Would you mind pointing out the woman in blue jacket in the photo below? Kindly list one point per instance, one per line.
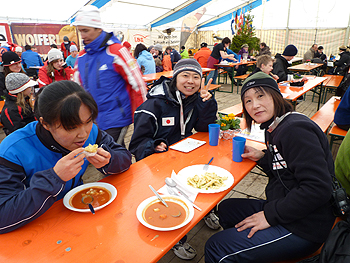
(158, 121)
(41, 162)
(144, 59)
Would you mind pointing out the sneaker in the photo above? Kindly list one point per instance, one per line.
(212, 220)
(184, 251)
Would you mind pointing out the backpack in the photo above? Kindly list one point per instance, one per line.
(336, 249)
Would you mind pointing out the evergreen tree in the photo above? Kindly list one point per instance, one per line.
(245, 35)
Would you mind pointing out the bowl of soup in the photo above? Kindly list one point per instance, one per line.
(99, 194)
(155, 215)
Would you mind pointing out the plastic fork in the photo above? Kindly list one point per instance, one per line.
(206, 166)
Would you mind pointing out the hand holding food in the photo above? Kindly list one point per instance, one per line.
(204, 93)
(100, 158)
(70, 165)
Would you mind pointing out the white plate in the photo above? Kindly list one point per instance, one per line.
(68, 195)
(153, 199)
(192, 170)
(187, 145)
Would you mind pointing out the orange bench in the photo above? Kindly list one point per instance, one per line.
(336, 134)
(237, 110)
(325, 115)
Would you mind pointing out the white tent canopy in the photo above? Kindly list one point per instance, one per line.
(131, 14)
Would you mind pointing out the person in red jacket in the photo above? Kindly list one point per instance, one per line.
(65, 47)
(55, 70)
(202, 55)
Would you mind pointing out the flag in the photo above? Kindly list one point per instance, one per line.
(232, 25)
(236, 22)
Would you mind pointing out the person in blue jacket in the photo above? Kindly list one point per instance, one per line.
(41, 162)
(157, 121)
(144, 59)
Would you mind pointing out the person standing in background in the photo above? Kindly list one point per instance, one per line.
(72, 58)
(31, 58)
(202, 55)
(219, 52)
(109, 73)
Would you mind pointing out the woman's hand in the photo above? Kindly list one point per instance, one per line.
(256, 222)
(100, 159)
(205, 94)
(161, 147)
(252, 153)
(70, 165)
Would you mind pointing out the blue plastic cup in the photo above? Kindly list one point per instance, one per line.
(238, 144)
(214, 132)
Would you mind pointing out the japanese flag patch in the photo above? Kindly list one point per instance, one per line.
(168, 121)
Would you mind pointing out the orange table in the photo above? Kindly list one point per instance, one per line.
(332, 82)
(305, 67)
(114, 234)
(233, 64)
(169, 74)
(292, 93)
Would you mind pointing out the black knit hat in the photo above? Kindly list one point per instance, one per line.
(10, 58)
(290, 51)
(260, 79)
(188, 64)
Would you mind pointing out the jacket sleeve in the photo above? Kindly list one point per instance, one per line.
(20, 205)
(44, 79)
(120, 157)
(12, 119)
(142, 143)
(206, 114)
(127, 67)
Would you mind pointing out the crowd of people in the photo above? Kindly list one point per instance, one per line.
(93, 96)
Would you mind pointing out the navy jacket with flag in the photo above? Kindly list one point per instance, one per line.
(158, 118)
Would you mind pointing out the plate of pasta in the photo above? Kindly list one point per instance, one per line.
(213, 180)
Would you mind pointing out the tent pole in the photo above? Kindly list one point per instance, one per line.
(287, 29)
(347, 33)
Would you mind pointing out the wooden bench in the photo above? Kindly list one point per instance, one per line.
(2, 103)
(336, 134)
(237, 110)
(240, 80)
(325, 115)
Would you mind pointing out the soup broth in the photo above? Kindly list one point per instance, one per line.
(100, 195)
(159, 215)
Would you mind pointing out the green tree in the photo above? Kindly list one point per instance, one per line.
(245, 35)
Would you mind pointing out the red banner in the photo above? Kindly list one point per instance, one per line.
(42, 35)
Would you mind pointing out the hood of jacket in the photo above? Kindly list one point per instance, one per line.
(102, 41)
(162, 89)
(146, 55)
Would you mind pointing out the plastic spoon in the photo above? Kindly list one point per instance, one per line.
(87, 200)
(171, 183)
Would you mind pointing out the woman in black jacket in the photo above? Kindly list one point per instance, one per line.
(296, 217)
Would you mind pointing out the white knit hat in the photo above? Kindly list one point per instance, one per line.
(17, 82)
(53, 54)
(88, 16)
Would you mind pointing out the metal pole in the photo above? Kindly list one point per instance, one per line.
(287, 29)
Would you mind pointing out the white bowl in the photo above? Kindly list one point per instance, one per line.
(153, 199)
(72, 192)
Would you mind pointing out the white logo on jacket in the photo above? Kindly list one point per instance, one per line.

══════════════════════════════

- Exercise description
Write out once more the lines above beginning at the line with "Would you mind pointing out the woman in black"; continue through the final line and stop there.

- Output of the task
Would you mind pointing out the woman in black jacket in the photo above? Kindly list one point per instance, one per line.
(296, 217)
Would you mind pointing out the white knit hat in the photo above? Kindly list one point per instance, one per line.
(17, 82)
(53, 54)
(88, 16)
Would you mind pointing out the metal pole in the photo above? Kindly list one point per instance, one per line.
(287, 29)
Would you mind pointing out the white bowl in the photo above? Kindly list one point per instance, one per line.
(153, 199)
(72, 192)
Would you mind pointing out the white logo on jacket in the photo above? Kindly list one point per instance, one per line.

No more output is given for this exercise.